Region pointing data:
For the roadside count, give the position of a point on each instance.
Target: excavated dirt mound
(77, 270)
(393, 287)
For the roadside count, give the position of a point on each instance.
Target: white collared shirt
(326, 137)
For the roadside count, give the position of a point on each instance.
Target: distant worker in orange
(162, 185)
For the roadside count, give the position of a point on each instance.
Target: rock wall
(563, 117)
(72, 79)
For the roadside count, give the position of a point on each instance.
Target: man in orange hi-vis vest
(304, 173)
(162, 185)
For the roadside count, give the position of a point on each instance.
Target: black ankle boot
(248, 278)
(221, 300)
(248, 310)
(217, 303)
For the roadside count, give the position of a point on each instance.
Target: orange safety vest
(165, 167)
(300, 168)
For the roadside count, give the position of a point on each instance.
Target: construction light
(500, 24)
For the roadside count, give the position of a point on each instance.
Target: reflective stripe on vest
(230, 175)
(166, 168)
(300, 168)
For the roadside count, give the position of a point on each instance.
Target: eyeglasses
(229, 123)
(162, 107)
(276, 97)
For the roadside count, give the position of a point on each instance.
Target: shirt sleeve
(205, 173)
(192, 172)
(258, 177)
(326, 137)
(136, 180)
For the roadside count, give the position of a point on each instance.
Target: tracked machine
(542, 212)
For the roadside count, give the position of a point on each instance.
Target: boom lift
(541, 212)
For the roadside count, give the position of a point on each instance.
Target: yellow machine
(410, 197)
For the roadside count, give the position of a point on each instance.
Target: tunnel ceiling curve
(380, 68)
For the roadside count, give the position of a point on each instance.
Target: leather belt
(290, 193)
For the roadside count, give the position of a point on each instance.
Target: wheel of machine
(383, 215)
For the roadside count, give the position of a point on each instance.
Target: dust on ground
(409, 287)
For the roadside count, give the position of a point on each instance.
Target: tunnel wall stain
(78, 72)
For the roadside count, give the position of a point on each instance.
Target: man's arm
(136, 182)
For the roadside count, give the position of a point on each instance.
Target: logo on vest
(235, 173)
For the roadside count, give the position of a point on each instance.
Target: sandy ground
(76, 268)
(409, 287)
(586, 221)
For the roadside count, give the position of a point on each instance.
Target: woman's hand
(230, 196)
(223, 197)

-- Exercise aim --
Once the line with "Target: man's arm" has been found in the records above, retype it and every line after it exactly, and include nothing else.

-- Output below --
Target: man's arm
(136, 182)
For the roadside count, give the position of a point on each instance.
Target: logo on vest
(235, 173)
For the roadside count, give the position of a point on each instance.
Target: sandy ground
(76, 268)
(409, 287)
(586, 221)
For the roadside count, give the position of a point on each instance.
Target: woman's hand
(230, 196)
(223, 197)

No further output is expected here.